## Textauszug:

——

Ein Schlag ins Gesicht der Industrie? Nun, die Hersteller sprachen am Tag der Entscheidung des Bundestages hierzu von einem "rabenschwarzen Tag für die deutsche Tabakwirtschaft" und befürchten den Verlust von vielen Arbeitsplätzen.
"Rabenschwarz" - Ich muss gerade an Teerlungen denken. Wenn man bedenkt, dass jährlich rund 120.000 Menschen durch den Konsum von Tabak in Deutschland sterben, wirkt die Bedrohung von Arbeitsplätzen plötzlich irgendwie viel weniger bedrohlich.
Die deutsche Tabakindustrie profitiert seit Jahren davon, dass der deutsche Gesetzgeber die Gefahren des Rauchens deutlich defensiver bekämpft als der Rest der EU. So gesehen war bisher jeder einzelne Tag ein großartiger Jubeltag für die Zigaretten-Lobby. Sie muss einem nicht Leid tun.
Nein, aber zu bemitleiden sind jetzt erst recht all die, die diese hässlichen Schachteln kaufen müssen. Finde ich ein Hemd bieder, dann kaufe ich ein anderes. Finde ich einen Blumenstrauß kitschig, lasse ich einen anderen binden. Bei der Zigarettenschachtel aber muss ich gegen meinen Ekel ankonsumieren. Das ist schon wieder einzigartig.

——

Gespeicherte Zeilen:
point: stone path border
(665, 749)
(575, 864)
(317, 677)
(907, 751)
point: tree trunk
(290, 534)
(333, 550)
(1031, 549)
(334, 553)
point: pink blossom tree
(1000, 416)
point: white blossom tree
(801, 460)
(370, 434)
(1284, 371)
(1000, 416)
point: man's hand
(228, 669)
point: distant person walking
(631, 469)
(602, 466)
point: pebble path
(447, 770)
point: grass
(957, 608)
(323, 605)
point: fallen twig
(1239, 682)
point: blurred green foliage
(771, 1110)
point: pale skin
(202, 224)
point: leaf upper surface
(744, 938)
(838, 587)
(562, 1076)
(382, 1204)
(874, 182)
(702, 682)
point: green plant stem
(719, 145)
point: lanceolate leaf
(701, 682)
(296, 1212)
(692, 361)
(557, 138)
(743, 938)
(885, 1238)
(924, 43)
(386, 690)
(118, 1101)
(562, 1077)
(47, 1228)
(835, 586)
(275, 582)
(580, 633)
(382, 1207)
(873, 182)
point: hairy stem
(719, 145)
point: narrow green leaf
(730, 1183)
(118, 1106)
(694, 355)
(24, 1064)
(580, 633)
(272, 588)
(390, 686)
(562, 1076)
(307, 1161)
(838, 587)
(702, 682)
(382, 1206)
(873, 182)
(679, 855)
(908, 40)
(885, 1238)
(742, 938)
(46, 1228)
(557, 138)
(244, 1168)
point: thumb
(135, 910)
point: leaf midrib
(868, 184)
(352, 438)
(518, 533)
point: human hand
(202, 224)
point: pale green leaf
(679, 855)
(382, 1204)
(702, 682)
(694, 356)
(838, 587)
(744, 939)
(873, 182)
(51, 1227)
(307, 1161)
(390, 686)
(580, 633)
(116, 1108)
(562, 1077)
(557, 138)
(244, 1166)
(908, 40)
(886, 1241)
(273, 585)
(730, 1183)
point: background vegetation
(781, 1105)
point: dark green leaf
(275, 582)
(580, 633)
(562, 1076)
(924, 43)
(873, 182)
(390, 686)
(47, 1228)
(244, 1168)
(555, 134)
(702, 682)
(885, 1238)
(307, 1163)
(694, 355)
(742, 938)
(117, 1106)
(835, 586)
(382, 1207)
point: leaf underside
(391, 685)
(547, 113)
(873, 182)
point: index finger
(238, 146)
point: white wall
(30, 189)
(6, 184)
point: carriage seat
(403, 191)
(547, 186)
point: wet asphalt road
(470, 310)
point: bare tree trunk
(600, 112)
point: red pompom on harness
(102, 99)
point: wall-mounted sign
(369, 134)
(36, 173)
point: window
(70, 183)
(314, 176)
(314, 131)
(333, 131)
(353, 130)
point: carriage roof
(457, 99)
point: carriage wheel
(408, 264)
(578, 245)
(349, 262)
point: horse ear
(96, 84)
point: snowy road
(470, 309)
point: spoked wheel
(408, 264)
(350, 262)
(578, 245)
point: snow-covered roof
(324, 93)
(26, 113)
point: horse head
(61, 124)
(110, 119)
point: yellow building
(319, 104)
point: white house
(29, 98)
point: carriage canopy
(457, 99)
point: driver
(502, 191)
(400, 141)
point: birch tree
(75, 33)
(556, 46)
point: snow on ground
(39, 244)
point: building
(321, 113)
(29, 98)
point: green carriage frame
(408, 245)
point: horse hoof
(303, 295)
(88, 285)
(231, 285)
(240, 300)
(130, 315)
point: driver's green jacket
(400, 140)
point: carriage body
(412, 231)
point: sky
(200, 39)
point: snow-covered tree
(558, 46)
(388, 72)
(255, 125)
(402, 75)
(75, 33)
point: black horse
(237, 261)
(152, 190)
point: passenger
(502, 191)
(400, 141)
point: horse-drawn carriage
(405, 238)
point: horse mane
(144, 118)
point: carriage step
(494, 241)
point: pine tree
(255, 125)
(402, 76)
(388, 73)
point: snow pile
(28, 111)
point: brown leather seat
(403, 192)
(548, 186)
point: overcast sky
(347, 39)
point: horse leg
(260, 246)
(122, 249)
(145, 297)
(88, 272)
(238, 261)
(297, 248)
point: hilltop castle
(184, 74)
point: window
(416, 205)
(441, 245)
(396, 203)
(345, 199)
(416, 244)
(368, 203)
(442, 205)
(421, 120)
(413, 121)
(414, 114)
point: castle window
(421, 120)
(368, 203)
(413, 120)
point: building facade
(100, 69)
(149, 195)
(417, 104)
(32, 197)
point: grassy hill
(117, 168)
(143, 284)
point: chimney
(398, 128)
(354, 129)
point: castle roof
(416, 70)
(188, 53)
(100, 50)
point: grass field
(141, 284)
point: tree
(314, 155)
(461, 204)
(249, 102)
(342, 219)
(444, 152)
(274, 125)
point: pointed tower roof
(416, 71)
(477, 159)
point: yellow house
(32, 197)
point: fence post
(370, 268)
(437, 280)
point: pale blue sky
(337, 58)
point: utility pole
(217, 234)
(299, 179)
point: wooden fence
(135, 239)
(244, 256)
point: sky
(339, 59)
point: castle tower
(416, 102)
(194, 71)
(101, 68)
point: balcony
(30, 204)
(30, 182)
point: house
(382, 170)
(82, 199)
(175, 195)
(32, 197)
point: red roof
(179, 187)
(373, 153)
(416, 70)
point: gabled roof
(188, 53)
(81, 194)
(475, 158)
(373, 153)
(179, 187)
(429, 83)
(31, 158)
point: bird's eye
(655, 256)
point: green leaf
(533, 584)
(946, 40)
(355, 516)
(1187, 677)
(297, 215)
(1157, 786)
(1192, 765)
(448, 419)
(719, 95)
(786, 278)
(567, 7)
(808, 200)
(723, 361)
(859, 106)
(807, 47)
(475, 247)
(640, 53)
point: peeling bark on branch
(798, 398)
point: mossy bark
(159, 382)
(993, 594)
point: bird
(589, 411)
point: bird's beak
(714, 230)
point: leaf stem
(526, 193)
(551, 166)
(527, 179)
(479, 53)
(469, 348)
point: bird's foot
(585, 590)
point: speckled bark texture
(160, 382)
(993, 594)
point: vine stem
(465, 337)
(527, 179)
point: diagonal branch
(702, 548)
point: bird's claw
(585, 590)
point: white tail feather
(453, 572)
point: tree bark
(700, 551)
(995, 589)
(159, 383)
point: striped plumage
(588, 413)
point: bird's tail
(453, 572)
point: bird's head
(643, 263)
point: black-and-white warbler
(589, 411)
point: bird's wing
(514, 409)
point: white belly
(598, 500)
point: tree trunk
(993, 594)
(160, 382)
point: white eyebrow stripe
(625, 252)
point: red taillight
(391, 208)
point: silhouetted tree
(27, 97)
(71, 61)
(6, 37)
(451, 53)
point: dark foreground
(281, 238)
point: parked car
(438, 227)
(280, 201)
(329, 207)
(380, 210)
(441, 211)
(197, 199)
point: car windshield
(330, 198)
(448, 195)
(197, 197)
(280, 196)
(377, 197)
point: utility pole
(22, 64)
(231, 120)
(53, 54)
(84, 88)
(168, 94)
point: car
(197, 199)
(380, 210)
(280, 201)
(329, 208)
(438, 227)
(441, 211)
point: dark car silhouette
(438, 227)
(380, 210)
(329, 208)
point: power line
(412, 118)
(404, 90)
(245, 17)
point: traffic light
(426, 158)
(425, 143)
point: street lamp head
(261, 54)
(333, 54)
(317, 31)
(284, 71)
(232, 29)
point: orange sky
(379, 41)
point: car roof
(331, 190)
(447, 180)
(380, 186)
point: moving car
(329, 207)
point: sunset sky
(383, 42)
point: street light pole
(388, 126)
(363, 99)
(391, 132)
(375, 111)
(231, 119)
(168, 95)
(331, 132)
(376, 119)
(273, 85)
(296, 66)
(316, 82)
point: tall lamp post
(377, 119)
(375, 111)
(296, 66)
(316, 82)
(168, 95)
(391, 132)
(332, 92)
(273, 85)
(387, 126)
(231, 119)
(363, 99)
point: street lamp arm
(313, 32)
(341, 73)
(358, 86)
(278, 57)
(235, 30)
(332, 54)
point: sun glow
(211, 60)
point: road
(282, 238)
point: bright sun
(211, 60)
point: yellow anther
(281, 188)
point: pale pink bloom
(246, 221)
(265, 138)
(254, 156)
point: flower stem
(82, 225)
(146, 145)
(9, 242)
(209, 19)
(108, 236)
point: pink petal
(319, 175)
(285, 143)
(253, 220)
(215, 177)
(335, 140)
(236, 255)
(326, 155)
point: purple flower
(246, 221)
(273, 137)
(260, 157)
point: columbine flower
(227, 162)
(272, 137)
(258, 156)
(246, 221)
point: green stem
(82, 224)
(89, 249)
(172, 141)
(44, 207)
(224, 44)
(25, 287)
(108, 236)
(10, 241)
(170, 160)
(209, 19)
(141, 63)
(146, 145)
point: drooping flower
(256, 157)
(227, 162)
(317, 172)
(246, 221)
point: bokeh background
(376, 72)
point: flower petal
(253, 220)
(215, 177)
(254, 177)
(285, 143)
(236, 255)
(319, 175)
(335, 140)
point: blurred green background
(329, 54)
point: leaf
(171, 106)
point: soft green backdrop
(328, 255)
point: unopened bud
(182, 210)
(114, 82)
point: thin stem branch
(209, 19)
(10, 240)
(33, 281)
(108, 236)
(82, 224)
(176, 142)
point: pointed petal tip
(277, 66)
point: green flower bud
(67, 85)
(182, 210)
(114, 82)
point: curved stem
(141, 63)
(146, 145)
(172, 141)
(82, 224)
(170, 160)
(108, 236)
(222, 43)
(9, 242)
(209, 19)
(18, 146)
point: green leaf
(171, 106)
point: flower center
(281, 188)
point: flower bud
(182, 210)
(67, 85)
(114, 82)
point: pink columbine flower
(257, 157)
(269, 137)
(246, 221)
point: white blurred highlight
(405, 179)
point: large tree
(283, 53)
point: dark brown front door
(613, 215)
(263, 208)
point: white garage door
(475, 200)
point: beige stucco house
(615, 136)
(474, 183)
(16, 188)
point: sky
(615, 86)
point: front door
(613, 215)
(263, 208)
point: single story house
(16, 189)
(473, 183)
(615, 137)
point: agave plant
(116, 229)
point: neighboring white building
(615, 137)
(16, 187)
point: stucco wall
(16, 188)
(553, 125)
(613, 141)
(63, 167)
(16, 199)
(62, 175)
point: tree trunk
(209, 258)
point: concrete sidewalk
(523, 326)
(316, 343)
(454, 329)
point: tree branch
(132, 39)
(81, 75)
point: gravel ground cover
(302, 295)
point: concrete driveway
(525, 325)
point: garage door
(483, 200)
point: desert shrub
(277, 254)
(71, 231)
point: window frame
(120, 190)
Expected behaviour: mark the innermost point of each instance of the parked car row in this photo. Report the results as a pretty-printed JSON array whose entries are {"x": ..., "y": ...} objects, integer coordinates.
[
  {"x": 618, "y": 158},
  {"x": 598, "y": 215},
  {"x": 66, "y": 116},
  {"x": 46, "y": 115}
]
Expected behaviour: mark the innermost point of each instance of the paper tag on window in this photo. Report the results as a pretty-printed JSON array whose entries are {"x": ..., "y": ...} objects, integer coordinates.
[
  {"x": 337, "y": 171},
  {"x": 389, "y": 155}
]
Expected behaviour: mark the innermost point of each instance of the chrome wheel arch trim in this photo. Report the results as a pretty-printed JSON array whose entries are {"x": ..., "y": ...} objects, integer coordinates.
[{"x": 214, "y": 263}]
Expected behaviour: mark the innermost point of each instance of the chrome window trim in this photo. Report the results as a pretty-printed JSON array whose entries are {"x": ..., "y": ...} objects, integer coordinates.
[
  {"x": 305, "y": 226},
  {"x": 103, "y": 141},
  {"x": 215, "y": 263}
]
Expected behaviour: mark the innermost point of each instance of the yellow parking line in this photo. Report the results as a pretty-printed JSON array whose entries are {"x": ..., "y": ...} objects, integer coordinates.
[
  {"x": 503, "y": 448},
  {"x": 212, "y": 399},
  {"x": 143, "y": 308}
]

——

## Zu bearbeitende Aufgaben:
a – Schreiben Sie aus dem Text über die Tabakindustrie den Abschnitt ab, der mit „Die deutsche Tabakindustrie“ beginnt und mit „nicht Leid tun.“ endet.
b – Wie viele Menschen sterben laut dem Text über die Tabakindustrie jährlich in Deutschland durch den Konsum von Tabak?
c – Führen Sie den Text über die Tabakindustrie im Anschluss an seinen letzten Satz weiter.

## Antworten je Aufgabe:
a –
Die deutsche Tabakindustrie profitiert seit Jahren davon, dass der deutsche Gesetzgeber die Gefahren des Rauchens deutlich defensiver bekämpft als der Rest der EU. So gesehen war bisher jeder einzelne Tag ein großartiger Jubeltag für die Zigaretten-Lobby. Sie muss einem nicht Leid tun.

b – Rund 120.000 Menschen.

c –
Raucher werden ab jetzt behandelt wie Patienten. Sie sollen vor der Kneipe und auf dem Balkon therapiert werden. Die Bilder sind aber nicht nur Warnung, sie sind auf der Metaebene auch Ausdruck dessen, was der Gesetzgeber von Rauchern hält:
Unsere Gesellschaft traut dem Raucher keine rationale Konsumentscheidung zu seinen eigenen Gunsten mehr zu und versucht, ihn mit Bildchen emotional aufzurütteln. Die Schock-Schachteln stilisieren den Tabak-Konsumenten damit endgültig zum Drogenopfer. Geht es demütigender?
Für die Tabak-Industrie hingegen ist dies nur auf den ersten Blick ein Nachteil. Zwar stellt sich die Frage: Wie kann man eine Ware optisch so verhunzen, die doch ganz legal verkauft werden darf? Aber: Die vernünftige Alternative wäre ein komplettes Verkaufsverbot. Insofern ist die Schock-Schachtel ein kurioser Kompromiss zwischen Vernunft und Sucht-Tradition.
Die Tabak-Industrie kann also schon wieder jubeln. Jedes andere vergleichbar gesundheitsschädliche Produkt würde sofort verboten, bevor der Hersteller piep sagen könnte. Die Diskussion um manipulierte Diesel-Autos zeigt, wie sensibel wir an anderer Stelle längst auf Schadstoffe in der Atemluft reagieren.
Rauchen gilt ab sofort wohl nicht mehr nur als ein unvernünftiges Laster zum Wegschmunzeln, sondern es wirkt pathologisch. Das ist unsexy aber immerhin ehrlich.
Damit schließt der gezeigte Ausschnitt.